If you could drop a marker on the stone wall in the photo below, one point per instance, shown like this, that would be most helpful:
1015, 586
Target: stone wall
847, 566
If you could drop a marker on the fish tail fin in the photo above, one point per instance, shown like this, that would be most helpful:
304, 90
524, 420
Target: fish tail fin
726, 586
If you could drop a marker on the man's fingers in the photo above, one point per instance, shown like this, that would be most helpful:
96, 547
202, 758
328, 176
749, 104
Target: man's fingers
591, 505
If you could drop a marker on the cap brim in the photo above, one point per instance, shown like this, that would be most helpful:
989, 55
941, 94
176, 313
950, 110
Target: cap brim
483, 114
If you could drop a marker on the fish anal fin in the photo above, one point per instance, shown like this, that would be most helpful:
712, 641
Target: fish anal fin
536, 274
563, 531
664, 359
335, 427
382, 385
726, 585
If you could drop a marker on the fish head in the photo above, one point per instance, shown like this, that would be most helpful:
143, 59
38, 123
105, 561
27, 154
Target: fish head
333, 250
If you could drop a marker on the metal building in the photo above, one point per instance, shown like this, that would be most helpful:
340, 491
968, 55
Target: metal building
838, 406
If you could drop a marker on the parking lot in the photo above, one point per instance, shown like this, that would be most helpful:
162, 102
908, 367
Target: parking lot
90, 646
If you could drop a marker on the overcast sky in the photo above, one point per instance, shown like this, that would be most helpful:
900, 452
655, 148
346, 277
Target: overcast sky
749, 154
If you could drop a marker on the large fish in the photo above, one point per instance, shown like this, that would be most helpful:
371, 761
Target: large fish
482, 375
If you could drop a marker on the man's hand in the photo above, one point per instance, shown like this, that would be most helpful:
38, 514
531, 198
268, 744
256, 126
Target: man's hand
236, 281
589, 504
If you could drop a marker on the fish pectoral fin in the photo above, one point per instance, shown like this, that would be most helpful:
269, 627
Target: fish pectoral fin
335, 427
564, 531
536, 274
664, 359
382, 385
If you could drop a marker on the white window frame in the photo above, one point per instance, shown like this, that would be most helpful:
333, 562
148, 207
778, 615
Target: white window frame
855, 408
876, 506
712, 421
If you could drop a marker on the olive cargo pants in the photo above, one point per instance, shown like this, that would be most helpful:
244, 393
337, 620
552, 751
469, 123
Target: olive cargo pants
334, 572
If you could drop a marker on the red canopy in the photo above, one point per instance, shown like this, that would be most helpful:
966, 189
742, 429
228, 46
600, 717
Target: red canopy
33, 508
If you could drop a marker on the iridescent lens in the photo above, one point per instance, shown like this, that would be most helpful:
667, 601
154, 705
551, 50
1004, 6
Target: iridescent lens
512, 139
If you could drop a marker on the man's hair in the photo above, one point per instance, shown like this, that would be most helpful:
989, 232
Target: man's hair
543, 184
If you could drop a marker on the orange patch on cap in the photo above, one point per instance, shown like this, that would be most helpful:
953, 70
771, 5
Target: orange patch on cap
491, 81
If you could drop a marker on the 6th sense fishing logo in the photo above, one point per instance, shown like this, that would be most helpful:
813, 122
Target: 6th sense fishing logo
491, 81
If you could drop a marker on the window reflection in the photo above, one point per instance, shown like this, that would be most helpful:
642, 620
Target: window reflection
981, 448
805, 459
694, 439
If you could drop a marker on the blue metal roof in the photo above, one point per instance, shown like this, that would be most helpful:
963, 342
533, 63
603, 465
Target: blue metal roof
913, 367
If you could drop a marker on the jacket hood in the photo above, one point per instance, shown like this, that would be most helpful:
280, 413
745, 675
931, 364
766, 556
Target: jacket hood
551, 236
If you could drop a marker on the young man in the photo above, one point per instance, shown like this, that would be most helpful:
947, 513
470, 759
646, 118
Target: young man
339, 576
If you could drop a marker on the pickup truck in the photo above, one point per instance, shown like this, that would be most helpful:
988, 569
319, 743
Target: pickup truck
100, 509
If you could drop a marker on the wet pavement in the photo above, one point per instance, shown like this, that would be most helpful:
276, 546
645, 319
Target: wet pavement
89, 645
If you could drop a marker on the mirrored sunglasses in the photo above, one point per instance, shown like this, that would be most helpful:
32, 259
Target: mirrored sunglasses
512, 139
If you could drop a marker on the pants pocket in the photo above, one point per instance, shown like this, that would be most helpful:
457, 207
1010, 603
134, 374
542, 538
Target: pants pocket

______

* What the task asks
Repeat only the stretch of lines that opens with the line containing "If you could drop a marker on the iridescent" and closes with the final line of the entries, both included, exactly as written.

* Finished exercise
If you could drop a marker on the iridescent lens in the photo above, one point per instance, shown like this, that would be most helpful:
667, 601
154, 705
551, 50
1004, 6
Target: iridescent lens
512, 139
If you could drop a marker on the man's hair in the photo above, one point per instance, shown like this, that would be most helpful:
989, 232
Target: man's hair
543, 184
If you could drop a marker on the orange patch on cap in the photo above, one point per instance, shown like this, that would be most helpful:
953, 70
771, 5
Target: orange patch on cap
491, 81
If you could drop a marker on the 6th sense fishing logo in the photo above, one point per instance, shown like this, that would be most helpful:
813, 122
Target: 6th sense fishing logo
491, 81
If you could drop a marker on the window reflection in the photo above, one point per instance, shown like this, that would be most helpful:
642, 620
Target: window reflection
981, 448
805, 459
694, 439
If you could drop a marker on the blue metal roof in the photo above, one point per instance, shown like this, that would be most helpful:
963, 342
533, 63
603, 465
Target: blue metal roof
913, 367
If you could drop a marker on the jacket hood in the photo above, one point per instance, shown like this, that would be most helpful:
280, 413
745, 675
931, 364
766, 556
Target: jacket hood
551, 236
If you could drop a marker on the young man in the photo above, one point per instance, shown like this, that would be most helpful:
947, 513
470, 759
646, 118
Target: young man
339, 576
If you could drop a marker on the pickup truck in the photo above, one point per instance, shown like this, that would be most helpful:
988, 569
319, 743
Target: pickup truck
100, 509
If you could drop a marker on the wet pavement in the photo above, one point per instance, shown like this, that would be most helpful:
276, 546
645, 319
Target: wet pavement
89, 645
If you could drop a marker on the mirrored sunglasses in the photo above, one point per instance, shown like this, that would be most helpful:
32, 259
Target: mirrored sunglasses
512, 139
If you could drop a marker on the pants pocket in the photo above, one point per instance, shown like this, that would be most helpful:
457, 207
1010, 603
134, 374
542, 538
Target: pants pocket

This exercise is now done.